- Exercise materials
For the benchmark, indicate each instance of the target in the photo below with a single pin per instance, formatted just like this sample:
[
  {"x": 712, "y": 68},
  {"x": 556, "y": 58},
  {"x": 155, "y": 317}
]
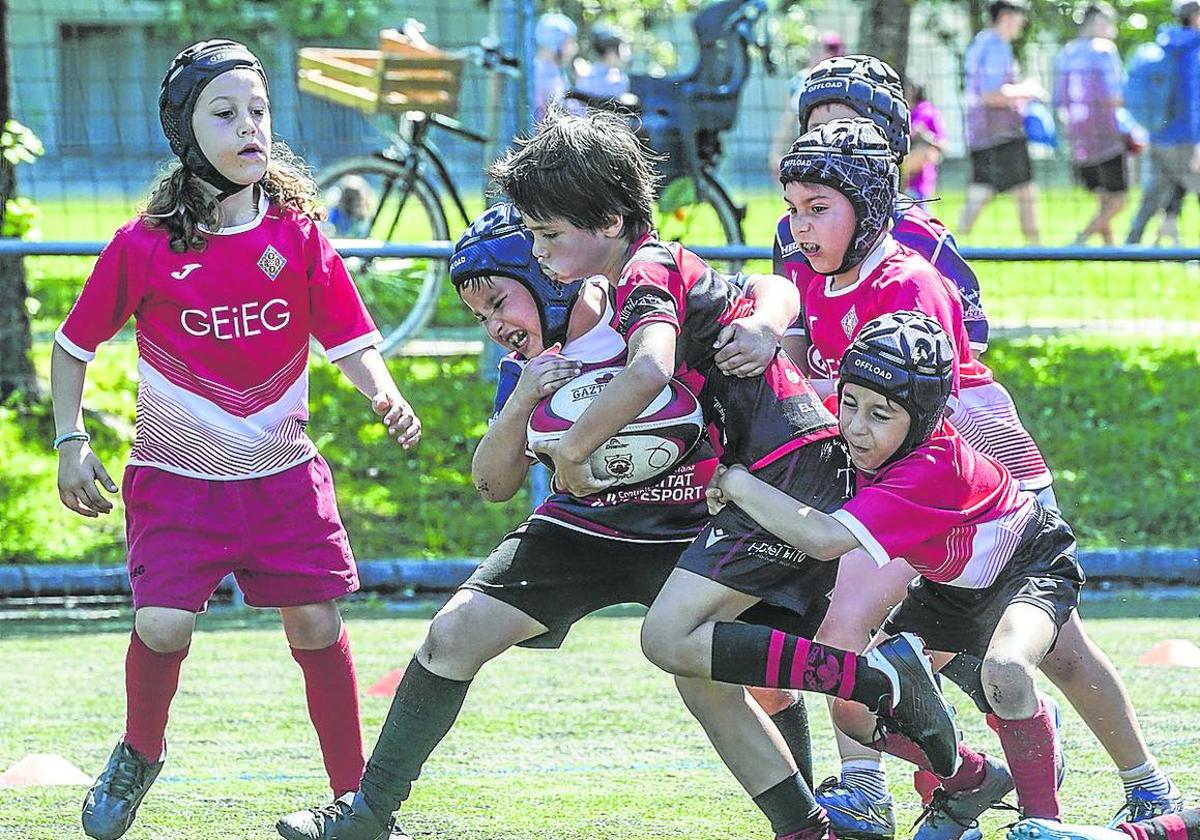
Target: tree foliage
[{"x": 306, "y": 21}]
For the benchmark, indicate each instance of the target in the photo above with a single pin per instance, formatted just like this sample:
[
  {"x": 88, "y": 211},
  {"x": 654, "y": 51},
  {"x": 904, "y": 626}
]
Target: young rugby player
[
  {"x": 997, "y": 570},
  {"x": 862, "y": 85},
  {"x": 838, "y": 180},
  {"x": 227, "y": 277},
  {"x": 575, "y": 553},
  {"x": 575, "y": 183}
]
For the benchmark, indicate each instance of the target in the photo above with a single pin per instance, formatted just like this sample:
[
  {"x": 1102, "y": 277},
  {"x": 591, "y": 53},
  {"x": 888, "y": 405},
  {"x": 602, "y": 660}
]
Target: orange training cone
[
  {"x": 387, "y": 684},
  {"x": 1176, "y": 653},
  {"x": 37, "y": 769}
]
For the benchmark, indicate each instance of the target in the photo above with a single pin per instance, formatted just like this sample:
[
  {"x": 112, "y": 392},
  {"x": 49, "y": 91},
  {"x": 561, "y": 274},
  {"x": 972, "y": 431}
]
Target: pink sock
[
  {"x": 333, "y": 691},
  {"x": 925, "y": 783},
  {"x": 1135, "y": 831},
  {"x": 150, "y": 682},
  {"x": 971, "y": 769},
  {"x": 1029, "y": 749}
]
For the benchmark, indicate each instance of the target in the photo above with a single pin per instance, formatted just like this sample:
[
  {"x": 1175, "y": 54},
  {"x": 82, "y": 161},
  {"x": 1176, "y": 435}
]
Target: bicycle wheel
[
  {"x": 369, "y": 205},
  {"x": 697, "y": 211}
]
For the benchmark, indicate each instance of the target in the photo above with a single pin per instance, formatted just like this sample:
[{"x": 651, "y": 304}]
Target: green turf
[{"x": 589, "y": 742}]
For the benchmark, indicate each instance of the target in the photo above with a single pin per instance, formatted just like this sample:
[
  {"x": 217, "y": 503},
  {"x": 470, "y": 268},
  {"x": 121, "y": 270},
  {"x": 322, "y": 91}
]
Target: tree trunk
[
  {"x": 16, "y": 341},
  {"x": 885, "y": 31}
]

- Given request
Print each of the records above exactly as written, leaving no picture in the copy.

- Task result
For the benchmark, indicate each instance of the target in the photo below with a single pin per instance, formatted just like this sample:
[
  {"x": 712, "y": 68},
  {"x": 556, "y": 58},
  {"x": 155, "y": 317}
]
Target: tree foliage
[{"x": 306, "y": 21}]
For the benchmark, indicate each instance of the target in the photo above with a single pin per instance, formatted just like this sample:
[
  {"x": 88, "y": 211},
  {"x": 654, "y": 51},
  {"x": 904, "y": 626}
]
Target: young rugby player
[
  {"x": 997, "y": 570},
  {"x": 862, "y": 85},
  {"x": 838, "y": 180},
  {"x": 227, "y": 277},
  {"x": 575, "y": 553},
  {"x": 575, "y": 183}
]
For the benchmark, indicate each instance of the target in the photo above with a single pin per instance, formatted just like this sample:
[
  {"x": 1102, "y": 277},
  {"x": 591, "y": 53},
  {"x": 888, "y": 405},
  {"x": 602, "y": 660}
]
Target: orange training cone
[
  {"x": 387, "y": 684},
  {"x": 1176, "y": 653},
  {"x": 37, "y": 769}
]
For the benchmark, indicate each instance of the target in the photo above with a single pin per instance, formatted just like this sample:
[
  {"x": 112, "y": 392},
  {"x": 49, "y": 91},
  {"x": 561, "y": 274},
  {"x": 972, "y": 431}
]
Target: pink sock
[
  {"x": 333, "y": 691},
  {"x": 925, "y": 783},
  {"x": 1135, "y": 831},
  {"x": 150, "y": 682},
  {"x": 971, "y": 769},
  {"x": 1029, "y": 749}
]
For the benchmark, indicate each instance of the target in the photo above with a single pin per instance, formatted just like this sample:
[
  {"x": 1175, "y": 54},
  {"x": 82, "y": 161},
  {"x": 1176, "y": 435}
]
Target: bicycle wheel
[
  {"x": 369, "y": 205},
  {"x": 697, "y": 211}
]
For the benchmark, indicate each instance of the target in the photo above with a single pin per instance, formatted just like this sample:
[{"x": 651, "y": 304}]
Target: green turf
[{"x": 589, "y": 742}]
For the benchmark, indicate each instance of the target in the photo above with a single pin per instance, formatted just like this sample:
[
  {"x": 217, "y": 503},
  {"x": 470, "y": 268},
  {"x": 121, "y": 270},
  {"x": 322, "y": 91}
]
Target: tree trunk
[
  {"x": 16, "y": 341},
  {"x": 885, "y": 31}
]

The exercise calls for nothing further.